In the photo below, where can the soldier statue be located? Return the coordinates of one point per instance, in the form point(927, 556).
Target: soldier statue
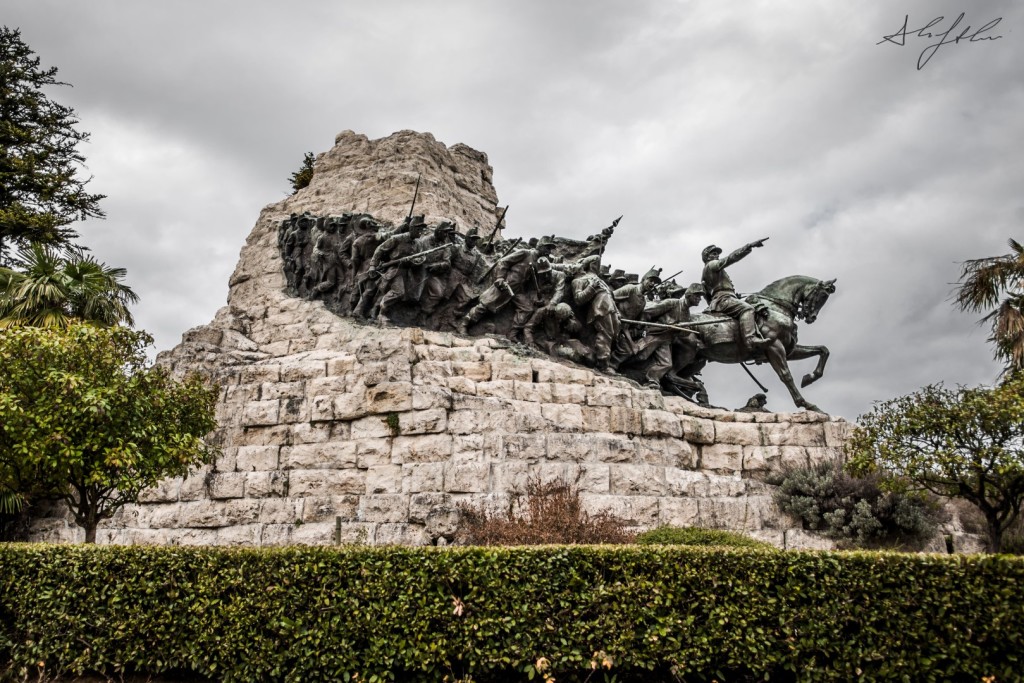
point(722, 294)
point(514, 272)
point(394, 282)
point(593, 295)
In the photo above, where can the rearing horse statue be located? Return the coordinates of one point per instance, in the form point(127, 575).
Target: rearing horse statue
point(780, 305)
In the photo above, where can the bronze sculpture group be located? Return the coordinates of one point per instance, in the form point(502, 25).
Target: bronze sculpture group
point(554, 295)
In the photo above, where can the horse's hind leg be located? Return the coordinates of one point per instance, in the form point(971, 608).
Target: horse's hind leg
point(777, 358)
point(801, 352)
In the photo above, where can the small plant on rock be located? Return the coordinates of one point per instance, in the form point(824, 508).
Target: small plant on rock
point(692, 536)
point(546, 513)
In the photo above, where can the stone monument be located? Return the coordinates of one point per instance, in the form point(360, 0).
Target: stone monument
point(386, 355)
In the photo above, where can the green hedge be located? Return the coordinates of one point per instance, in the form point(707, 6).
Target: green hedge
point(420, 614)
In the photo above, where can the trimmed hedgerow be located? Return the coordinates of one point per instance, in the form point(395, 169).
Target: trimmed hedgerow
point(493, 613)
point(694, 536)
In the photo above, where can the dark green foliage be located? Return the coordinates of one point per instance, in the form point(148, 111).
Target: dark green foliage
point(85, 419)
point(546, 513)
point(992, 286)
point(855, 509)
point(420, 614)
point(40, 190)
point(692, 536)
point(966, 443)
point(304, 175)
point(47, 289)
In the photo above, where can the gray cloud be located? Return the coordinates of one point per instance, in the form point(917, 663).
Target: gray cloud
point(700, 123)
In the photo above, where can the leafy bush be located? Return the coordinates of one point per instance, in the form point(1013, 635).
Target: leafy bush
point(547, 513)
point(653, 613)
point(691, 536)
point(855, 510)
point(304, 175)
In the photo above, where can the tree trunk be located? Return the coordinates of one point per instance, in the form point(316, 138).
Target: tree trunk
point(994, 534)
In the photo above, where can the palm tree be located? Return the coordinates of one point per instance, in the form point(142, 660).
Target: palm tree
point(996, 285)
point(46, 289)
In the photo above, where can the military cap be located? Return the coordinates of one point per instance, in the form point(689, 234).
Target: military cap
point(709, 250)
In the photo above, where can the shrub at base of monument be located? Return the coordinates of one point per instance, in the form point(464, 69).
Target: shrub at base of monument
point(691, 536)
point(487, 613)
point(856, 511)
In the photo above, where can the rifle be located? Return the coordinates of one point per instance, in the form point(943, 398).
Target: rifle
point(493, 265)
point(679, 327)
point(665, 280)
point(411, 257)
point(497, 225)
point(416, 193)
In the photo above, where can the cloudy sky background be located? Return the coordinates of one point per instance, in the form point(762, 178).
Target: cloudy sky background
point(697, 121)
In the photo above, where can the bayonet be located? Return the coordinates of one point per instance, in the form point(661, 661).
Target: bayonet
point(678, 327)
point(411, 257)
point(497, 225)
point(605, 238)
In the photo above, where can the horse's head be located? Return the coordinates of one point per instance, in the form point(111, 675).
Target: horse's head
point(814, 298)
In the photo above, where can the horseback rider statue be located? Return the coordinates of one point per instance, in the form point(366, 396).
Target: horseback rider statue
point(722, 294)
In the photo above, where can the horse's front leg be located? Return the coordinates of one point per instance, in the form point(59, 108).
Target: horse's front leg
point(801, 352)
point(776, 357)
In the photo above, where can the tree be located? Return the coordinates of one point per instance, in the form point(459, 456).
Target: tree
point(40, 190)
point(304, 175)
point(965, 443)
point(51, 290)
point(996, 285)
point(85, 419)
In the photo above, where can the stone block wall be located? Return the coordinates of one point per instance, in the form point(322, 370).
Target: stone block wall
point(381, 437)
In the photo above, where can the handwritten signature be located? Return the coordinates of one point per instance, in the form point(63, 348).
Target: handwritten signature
────────────────────────────────────────
EXERCISE ▸ Edit the records by changing every "one point per instance" to "one point per object" and keeping everything else the same. Leave the pictures out.

EXERCISE RESULT ▸
In the photo below, where can the soldier statue be located? Return the coordinates of one point per object, in the form point(927, 556).
Target: soldier statue
point(722, 294)
point(514, 272)
point(394, 282)
point(593, 295)
In the photo above, where can the rearing horse statue be located? Return the coordinates of one point per object, in the form point(127, 575).
Target: rearing horse statue
point(780, 305)
In the photo above, where can the bronze sculpture group be located? Return the coordinates of one point per object, in the form point(502, 25).
Target: bronze sculpture group
point(554, 295)
In the photo above, where can the horse's hind leg be located? Return the coordinates of one point per object, in the form point(971, 608).
Target: horse's hind leg
point(777, 358)
point(801, 352)
In the photo above, where can the small plant on rock be located? Return the coordinates of one point per object, in the form point(824, 508).
Target: small plant on rock
point(692, 536)
point(546, 513)
In the photo above, where can the stone monument be located? Return the coordinates of one point per object, in the form point(360, 0).
Target: stone monument
point(386, 355)
In the photo above, where can the green hedge be located? Return the coordinates of one point per object, in the form point(707, 6).
Target: green hedge
point(420, 614)
In the photo above, where can the trimmed hedgerow be located? Return the coordinates of one point per object, in the form point(395, 169).
Target: trimmed hedgerow
point(493, 613)
point(694, 536)
In the photo above, where can the dark green foliage be located? Return the coordinates of one point per object, in the form point(148, 111).
Target: dark green foliage
point(85, 419)
point(546, 513)
point(992, 286)
point(855, 509)
point(420, 614)
point(40, 190)
point(692, 536)
point(966, 443)
point(304, 175)
point(47, 289)
In the photo above, where can the gray cloud be located? Return the coordinates of one point per object, in the form point(917, 663).
Target: gray cloud
point(700, 123)
In the photo above, where can the leafy bush be located? Return the coordinates of one point per object, in the form point(1013, 635).
Target: leafy bush
point(547, 513)
point(653, 613)
point(691, 536)
point(855, 510)
point(304, 175)
In the photo above, where can the tree trunk be located? Return the coordinates of one point per object, in the form point(316, 138).
Target: tree trunk
point(994, 534)
In the photo above, where can the palm tree be located? Return the coordinates of one point per object, in the form point(142, 660).
Target: palm tree
point(996, 285)
point(46, 289)
In the photo above, where can the military cap be located? Return the coordinates of one point per object, in the form point(689, 234).
Target: military cap
point(709, 250)
In the photo above, where can the shrub at base of monument be located? Return the coordinates of one point per object, in the form point(464, 69).
Target: shrub at base of monument
point(691, 536)
point(487, 613)
point(856, 511)
In the photo above, where can the rifle be located? Return the coordinates of one point per object, in the form point(943, 398).
Target: rifle
point(493, 265)
point(679, 327)
point(665, 280)
point(411, 257)
point(497, 225)
point(416, 193)
In the photo above, where can the cloudy sky background be located? Return the coordinates of one point per object, in the form point(762, 178).
Target: cloudy sky background
point(697, 121)
In the photo above, where can the bayonet be located? Return the coordinates of one point per object, in the form point(661, 661).
Target: bayonet
point(678, 327)
point(411, 257)
point(497, 225)
point(605, 238)
In the photo above, where can the horse's head be located? Return the coordinates of one point per object, in the form point(111, 675).
Target: horse's head
point(814, 298)
In the photo above, where can the horseback rider statue be located? Return the coordinates of one point per object, in the form point(366, 396).
Target: horseback rider statue
point(722, 294)
In the photo above, where can the horse's front leg be located? Return the coordinates of one point per object, in the form point(59, 108).
Target: horse's front leg
point(801, 352)
point(776, 357)
In the photo above, where can the tree be located? Return the coordinates of one point per object, in the form point(459, 456).
Target: tree
point(40, 190)
point(304, 175)
point(965, 443)
point(51, 290)
point(996, 285)
point(85, 419)
In the photo above, where can the stone block wall be located? Return the coordinates of one point per object, in the form point(322, 370).
Target: stone block wall
point(381, 437)
In the photo above, where can the handwritten signature be located? Return the coordinates of one point per object, in the form point(63, 348).
Target: handwritten signature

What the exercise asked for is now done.